WRITTEN PROBLEM A. Edit the excerpt on Native Son by giving the part that starts with "And as Mary’s" and goes on through "covers 21 pages.", with "bed" replaced by "cot".
WRITTEN PROBLEM B. List every character from the novel who takes part in the bedroom scene in the excerpt on Native Son.
WRITTEN PROBLEM C. According to the excerpt on Native Son, at what time does Mary die?
--- begin EXTRACT TO READ ---
A white blur has entered the room. Mary’s blind mother in a white nightgown. Saying softly again, “Mary!”

At this moment, intoxicated and intoxicated with Mary’s body, Bigger realizes immediately that he, a black man, is about to be discovered with the drunk, nearly comatose Mary, a white woman.

He knows what happens to black men even suspected of taking liberties with a white woman. Mary’s mother can’t see him, but, in a moment, she will come to the side of the bed.

He puts a pillow over Mary’s face.

Over the course of the next few moments, as Mary’s mother stands confused and unsure of herself, and as Mary, suddenly completely awake, is trying to get the pillow off of her face, Bigger pushes down and holds the pillow down and holds it down and holds it down until Mary ceases to struggle.

And as Mary’s mother comes toward the bed, he is able to slide away from the bed, until the older woman is stopped in her tracks:

“You’re dead drunk! You stink with whiskey.”

 

The core of the book

That’s a long recapitulation of the last few hours of a single hellish day.

In Wright’s 359-page novel, the account of those five-and-a-half hours — from 8:30 p.m. when Mary gets into the back seat of the family’s auto until her death at 2 a.m. — covers 21 pages.

They are the core of the book.

Everything else in Native Son is context for those 21 pages.

 

The hellish five-and-a-half hours

Let’s be clear: Bigger kills Mary. He is the killer. She is the killed. He doesn’t deny this. He doesn’t pretend anything else.
--- end EXTRACT TO READ ---
--- begin SUPPLIED MATERIAL ---
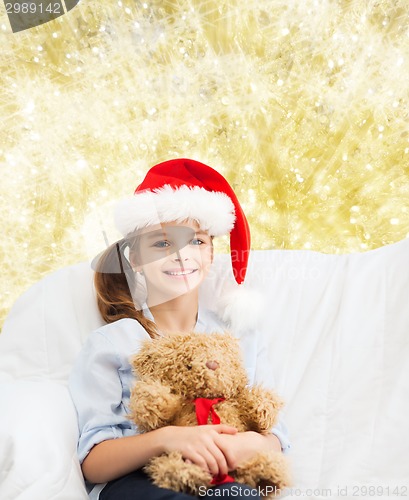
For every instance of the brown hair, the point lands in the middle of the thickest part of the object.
--- end SUPPLIED MATERIAL ---
FINAL ANSWER A.
And as Mary’s mother comes toward the cot, he is able to slide away from the cot, until the older woman is stopped in her tracks:

“You’re dead drunk! You stink with whiskey.”

 

The core of the book

That’s a long recapitulation of the last few hours of a single hellish day.

In Wright’s 359-page novel, the account of those five-and-a-half hours — from 8:30 p.m. when Mary gets into the back seat of the family’s auto until her death at 2 a.m. — covers 21 pages.

FINAL ANSWER B. Bigger, Mary, Mary's mother

FINAL ANSWER C. At 2 a.m.